• [Exercise aim]
Reproduce every one of the rows below word for word, with no changes.

• [Record extracts]
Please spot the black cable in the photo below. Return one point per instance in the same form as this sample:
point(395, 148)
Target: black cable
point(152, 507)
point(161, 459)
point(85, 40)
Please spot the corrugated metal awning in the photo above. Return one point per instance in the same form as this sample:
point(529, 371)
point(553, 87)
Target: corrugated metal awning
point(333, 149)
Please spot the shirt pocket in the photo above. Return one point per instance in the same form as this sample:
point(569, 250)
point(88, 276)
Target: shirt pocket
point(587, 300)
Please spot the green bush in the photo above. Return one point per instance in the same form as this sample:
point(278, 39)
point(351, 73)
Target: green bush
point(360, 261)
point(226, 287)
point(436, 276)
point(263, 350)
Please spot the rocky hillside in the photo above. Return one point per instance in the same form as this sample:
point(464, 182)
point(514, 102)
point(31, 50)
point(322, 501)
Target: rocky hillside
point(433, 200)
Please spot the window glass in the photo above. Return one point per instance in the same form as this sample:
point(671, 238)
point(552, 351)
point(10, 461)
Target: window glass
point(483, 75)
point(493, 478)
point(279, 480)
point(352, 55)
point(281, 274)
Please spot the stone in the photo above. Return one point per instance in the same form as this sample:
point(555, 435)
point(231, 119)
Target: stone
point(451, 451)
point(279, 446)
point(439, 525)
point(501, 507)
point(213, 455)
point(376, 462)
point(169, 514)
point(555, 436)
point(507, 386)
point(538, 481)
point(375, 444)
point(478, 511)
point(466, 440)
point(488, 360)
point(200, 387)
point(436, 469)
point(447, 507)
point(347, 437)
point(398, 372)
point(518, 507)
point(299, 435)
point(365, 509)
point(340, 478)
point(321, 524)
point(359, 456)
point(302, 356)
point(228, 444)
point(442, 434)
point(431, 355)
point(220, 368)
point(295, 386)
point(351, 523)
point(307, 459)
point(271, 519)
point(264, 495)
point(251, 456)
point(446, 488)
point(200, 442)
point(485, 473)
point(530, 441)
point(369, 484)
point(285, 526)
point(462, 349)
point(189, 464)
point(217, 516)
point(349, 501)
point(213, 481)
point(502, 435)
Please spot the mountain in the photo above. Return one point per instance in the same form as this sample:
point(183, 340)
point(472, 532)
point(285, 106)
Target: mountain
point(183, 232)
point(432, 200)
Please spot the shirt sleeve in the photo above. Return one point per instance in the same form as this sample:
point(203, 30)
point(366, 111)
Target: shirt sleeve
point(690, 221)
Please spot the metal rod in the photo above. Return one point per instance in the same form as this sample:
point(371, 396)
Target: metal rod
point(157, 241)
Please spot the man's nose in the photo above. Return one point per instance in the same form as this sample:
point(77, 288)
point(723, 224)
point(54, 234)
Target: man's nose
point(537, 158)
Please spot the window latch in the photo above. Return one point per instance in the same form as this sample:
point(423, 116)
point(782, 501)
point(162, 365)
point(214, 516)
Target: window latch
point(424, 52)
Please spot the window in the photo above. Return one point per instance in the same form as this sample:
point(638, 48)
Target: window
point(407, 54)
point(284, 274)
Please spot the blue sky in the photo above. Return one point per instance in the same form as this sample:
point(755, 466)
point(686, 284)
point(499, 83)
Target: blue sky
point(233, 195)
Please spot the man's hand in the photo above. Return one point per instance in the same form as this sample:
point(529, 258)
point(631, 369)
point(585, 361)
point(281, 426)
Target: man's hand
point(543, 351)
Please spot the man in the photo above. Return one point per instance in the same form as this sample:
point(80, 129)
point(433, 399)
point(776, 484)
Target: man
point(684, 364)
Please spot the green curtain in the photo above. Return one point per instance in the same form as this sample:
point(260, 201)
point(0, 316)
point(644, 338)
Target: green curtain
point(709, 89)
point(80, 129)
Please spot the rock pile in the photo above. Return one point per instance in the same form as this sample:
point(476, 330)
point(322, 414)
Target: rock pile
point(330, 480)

• [Problem solution]
Please spot the black cable in the photo below. Return one point per instance in the same form as this sample:
point(395, 148)
Target: black cable
point(152, 507)
point(161, 459)
point(85, 40)
Please spot the corrugated metal awning in the photo above. Return one point per instance in the same form as this sample:
point(529, 371)
point(553, 87)
Target: corrugated metal awning
point(333, 149)
Please spot the shirt pocket in the photo above. Return one point per instance in the same form as this sample:
point(569, 250)
point(88, 276)
Target: shirt pocket
point(587, 300)
Please spot the green bush in the photo above. Return one point per instance in the same form as this sample:
point(278, 39)
point(351, 73)
Target: green bush
point(360, 261)
point(226, 287)
point(436, 276)
point(263, 350)
Please spot the rocky hillside in the photo above. Return one point per instance in the same form as this sample:
point(464, 182)
point(514, 102)
point(31, 50)
point(322, 501)
Target: rocky hillside
point(433, 200)
Please spot the window glass in the photo above. Return one point per instance in the same form as this sample:
point(671, 238)
point(552, 351)
point(10, 461)
Target: window glass
point(483, 75)
point(493, 478)
point(279, 480)
point(352, 55)
point(281, 274)
Please spot the stone in the photo above. Return one point per instance in the same form as this sample:
point(555, 435)
point(231, 119)
Target: stone
point(451, 451)
point(279, 446)
point(439, 525)
point(501, 507)
point(213, 455)
point(376, 462)
point(169, 514)
point(555, 436)
point(507, 386)
point(538, 481)
point(375, 444)
point(478, 511)
point(466, 440)
point(488, 360)
point(200, 387)
point(436, 469)
point(447, 507)
point(347, 437)
point(398, 372)
point(518, 507)
point(299, 435)
point(365, 509)
point(340, 478)
point(321, 524)
point(359, 456)
point(302, 356)
point(228, 444)
point(442, 434)
point(431, 355)
point(220, 368)
point(295, 386)
point(351, 523)
point(307, 459)
point(271, 519)
point(264, 495)
point(251, 456)
point(446, 488)
point(200, 442)
point(485, 473)
point(530, 441)
point(369, 484)
point(285, 526)
point(462, 349)
point(189, 464)
point(217, 516)
point(349, 501)
point(213, 481)
point(502, 435)
Please spot the mountain in the photo above. Return one point per instance in the same form as this sample:
point(183, 340)
point(472, 532)
point(285, 106)
Target: mountain
point(183, 232)
point(432, 200)
Please spot the shirt sleeve in the photo above. Return one point per instance in the same form as this sample:
point(203, 30)
point(366, 111)
Target: shirt sleeve
point(690, 221)
Please spot the metal rod in the photo above. Return one point per instance in the same form as this sample:
point(371, 396)
Target: metal rod
point(157, 241)
Please spot the man's nose in the photo above. Return one point per instance in the same form as this sample:
point(77, 288)
point(723, 224)
point(54, 234)
Target: man's nose
point(537, 158)
Please spot the window latch in the photo above. Return one point per instance in the same form as this sample:
point(423, 116)
point(782, 501)
point(162, 365)
point(214, 516)
Target: window latch
point(424, 52)
Please spot the window in the photo above. Return one point per instance in the same form as this sample:
point(638, 48)
Target: window
point(407, 54)
point(284, 274)
Please spot the blue sky in the photo above. Return one point per instance in the same form as this sample:
point(755, 466)
point(686, 284)
point(499, 83)
Target: blue sky
point(233, 195)
Please spot the man's hand in the photo above. Return one point per instance in the same form as this sample:
point(529, 258)
point(631, 369)
point(585, 361)
point(281, 426)
Target: man's hand
point(543, 351)
Please spot the man in the photo above. Return one point per instance in the same form as this sample:
point(80, 129)
point(433, 399)
point(776, 484)
Target: man
point(684, 364)
Please spot the green curtain in the photo above. Return one point per instance in the same form as this sample:
point(260, 201)
point(0, 316)
point(644, 338)
Target: green curtain
point(709, 89)
point(80, 129)
Please spot the rock pile in the photo above. Return one point per instance in the same form as this sample:
point(476, 330)
point(322, 414)
Target: rock pile
point(330, 480)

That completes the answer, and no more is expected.